Everything from the line containing "of the cluster" to the end of the material, both ends included, should be repeated exactly; please give only those lines.

-=-=-=-=-

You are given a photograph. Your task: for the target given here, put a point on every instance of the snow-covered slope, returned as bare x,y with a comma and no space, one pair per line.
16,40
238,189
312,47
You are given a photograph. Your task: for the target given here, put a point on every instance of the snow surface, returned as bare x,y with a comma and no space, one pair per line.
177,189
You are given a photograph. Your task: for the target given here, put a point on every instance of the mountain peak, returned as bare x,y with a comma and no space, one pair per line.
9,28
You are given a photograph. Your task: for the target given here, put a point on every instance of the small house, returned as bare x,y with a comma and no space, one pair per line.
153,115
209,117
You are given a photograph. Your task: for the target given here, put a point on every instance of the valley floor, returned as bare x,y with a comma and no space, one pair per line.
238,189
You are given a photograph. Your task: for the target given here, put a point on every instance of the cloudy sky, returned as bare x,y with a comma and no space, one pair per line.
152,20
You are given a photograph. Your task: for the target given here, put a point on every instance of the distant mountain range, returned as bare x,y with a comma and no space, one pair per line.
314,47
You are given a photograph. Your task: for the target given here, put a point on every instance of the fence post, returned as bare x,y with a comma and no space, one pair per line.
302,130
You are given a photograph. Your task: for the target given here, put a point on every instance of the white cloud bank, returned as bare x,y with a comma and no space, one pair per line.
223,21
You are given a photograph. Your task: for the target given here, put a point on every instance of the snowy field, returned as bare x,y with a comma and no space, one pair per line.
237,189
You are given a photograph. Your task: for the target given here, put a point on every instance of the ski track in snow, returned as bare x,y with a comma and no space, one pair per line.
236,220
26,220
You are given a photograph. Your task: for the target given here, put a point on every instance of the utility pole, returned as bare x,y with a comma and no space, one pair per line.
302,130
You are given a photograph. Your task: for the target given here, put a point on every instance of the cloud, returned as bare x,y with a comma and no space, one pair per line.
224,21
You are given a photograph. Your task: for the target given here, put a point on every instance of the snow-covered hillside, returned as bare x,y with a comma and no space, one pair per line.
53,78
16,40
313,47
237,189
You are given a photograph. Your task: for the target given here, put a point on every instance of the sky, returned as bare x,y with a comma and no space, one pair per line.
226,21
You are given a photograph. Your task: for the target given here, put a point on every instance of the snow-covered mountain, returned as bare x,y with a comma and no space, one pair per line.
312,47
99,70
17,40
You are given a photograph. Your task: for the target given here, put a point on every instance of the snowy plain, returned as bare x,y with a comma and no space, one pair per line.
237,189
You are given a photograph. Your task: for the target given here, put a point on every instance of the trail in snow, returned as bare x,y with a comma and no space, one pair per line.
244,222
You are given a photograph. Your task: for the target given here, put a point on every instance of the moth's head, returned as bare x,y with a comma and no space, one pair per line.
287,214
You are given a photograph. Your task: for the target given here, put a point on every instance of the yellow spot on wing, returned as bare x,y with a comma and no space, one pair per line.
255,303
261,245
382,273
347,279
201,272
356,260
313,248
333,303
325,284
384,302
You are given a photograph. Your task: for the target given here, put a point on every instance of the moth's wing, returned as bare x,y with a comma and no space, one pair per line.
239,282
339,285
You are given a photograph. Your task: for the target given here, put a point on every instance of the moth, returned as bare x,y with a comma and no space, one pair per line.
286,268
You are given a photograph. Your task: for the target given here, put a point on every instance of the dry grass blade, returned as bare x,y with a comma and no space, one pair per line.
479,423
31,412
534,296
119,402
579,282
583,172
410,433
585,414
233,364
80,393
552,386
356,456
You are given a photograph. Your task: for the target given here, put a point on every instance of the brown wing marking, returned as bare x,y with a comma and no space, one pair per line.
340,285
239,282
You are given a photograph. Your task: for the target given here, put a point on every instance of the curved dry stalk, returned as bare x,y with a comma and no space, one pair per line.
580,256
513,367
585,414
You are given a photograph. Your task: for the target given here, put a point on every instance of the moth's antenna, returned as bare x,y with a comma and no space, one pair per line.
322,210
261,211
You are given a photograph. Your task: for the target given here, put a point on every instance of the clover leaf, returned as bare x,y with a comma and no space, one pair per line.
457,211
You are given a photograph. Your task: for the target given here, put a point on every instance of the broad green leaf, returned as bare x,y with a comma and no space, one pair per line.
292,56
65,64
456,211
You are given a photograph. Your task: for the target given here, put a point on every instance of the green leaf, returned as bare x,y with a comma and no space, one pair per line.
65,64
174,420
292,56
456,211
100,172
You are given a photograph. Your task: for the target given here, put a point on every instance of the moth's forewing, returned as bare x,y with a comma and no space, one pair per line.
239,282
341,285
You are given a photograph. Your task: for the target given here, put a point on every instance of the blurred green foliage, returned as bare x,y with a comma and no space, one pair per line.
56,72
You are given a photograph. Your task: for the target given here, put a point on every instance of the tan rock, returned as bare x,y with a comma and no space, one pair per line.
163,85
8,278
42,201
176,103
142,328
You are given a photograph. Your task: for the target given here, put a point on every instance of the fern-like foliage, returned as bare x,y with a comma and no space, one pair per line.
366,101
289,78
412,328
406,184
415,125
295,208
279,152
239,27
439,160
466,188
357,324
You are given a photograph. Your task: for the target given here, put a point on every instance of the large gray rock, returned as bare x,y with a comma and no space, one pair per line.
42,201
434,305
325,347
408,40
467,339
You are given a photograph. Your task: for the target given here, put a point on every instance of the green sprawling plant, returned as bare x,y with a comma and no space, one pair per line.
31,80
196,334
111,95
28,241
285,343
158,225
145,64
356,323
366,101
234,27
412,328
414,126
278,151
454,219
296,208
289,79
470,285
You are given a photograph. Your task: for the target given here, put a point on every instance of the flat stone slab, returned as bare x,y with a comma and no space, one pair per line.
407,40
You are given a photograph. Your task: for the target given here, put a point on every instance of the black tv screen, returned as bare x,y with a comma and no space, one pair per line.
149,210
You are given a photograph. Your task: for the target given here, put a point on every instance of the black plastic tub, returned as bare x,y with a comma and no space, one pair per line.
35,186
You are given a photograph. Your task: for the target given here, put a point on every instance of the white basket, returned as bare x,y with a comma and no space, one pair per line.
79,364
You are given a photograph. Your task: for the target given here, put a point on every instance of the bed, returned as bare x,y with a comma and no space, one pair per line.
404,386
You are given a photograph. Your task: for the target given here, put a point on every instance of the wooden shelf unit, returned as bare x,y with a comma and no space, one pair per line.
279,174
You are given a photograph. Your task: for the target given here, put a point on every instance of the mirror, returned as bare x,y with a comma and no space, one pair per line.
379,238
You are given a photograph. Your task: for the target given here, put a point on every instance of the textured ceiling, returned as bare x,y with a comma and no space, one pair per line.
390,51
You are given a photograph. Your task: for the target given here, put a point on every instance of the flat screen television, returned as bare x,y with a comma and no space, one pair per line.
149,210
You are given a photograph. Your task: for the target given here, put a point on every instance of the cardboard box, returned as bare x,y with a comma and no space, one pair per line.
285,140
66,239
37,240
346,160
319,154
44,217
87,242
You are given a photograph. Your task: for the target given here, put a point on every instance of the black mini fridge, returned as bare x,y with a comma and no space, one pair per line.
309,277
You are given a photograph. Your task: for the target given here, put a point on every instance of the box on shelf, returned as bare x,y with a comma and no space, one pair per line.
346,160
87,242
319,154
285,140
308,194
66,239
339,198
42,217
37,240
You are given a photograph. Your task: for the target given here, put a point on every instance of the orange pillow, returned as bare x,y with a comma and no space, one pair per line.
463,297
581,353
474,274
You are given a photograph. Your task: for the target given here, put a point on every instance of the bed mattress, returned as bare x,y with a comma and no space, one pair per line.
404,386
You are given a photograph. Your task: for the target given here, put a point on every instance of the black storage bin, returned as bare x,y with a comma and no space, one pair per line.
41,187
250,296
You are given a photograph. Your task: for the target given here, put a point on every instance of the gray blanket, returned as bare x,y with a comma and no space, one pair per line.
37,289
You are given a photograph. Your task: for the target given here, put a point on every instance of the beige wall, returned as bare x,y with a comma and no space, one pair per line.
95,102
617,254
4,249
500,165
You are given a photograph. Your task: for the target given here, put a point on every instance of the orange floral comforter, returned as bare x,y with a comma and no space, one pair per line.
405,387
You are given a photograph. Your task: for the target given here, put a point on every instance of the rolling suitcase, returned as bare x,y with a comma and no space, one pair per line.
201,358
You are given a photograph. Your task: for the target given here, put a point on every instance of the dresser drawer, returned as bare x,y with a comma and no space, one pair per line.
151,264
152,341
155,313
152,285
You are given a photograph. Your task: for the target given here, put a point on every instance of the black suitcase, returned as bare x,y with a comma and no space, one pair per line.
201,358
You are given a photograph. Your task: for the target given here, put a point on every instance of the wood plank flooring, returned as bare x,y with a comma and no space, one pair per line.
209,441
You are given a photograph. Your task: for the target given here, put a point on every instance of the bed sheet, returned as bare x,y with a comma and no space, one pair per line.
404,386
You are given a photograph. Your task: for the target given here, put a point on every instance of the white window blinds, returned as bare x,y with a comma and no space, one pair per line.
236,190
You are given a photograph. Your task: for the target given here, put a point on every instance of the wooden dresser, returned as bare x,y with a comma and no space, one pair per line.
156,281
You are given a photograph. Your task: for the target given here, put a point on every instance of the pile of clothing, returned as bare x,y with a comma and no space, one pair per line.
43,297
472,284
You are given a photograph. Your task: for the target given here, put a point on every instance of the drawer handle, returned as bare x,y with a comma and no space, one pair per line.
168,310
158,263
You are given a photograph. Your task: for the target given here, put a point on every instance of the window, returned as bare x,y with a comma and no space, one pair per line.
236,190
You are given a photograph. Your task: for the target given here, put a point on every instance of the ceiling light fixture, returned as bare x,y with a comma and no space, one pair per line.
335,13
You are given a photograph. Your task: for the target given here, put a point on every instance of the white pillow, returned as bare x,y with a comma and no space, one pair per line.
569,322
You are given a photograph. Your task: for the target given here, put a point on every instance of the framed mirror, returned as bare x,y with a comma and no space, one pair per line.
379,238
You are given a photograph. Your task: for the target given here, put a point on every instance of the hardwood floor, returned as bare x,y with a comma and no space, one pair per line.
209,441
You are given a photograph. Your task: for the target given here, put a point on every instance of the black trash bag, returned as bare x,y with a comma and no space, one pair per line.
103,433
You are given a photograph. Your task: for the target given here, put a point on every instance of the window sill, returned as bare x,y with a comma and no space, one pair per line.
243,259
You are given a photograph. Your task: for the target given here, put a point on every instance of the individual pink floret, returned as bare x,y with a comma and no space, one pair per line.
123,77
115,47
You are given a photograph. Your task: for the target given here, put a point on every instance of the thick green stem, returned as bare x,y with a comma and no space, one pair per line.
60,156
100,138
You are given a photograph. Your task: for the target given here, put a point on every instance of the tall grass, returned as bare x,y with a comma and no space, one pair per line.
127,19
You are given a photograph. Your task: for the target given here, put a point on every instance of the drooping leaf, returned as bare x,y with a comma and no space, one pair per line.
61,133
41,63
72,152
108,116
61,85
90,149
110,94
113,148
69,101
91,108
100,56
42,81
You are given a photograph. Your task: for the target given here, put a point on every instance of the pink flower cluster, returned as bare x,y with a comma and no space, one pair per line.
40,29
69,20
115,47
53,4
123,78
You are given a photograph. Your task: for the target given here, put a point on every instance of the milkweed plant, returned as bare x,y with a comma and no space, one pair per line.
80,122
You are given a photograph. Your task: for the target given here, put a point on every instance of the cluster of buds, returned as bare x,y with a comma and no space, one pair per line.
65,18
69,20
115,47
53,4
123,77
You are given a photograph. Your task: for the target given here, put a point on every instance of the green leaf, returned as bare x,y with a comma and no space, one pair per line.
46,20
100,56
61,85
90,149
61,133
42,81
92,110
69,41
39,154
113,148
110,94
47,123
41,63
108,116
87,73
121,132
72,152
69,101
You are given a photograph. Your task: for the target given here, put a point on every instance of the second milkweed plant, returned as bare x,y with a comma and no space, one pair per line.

-=-=-=-=-

### Exercise response
You are given a photograph. Your task: for the target given here, put a point on every instance of the cluster of buds, returned as bare x,y with a comma and no space, one pair per line.
65,18
69,20
115,47
53,4
123,77
You are given a photograph. Your task: for the target given here, put a point on every instance of the green leaf, returned as bare x,y with a comma and no space, one pair per line.
46,20
100,56
61,85
90,149
61,133
42,81
92,110
69,41
39,154
113,148
110,94
47,123
41,63
108,116
87,73
121,132
72,152
69,101
You are given a photograph. Your task: for the target given here, put a point on every instance of the second milkweed plant, returned as bare x,y with a comma and no space, one pair per line.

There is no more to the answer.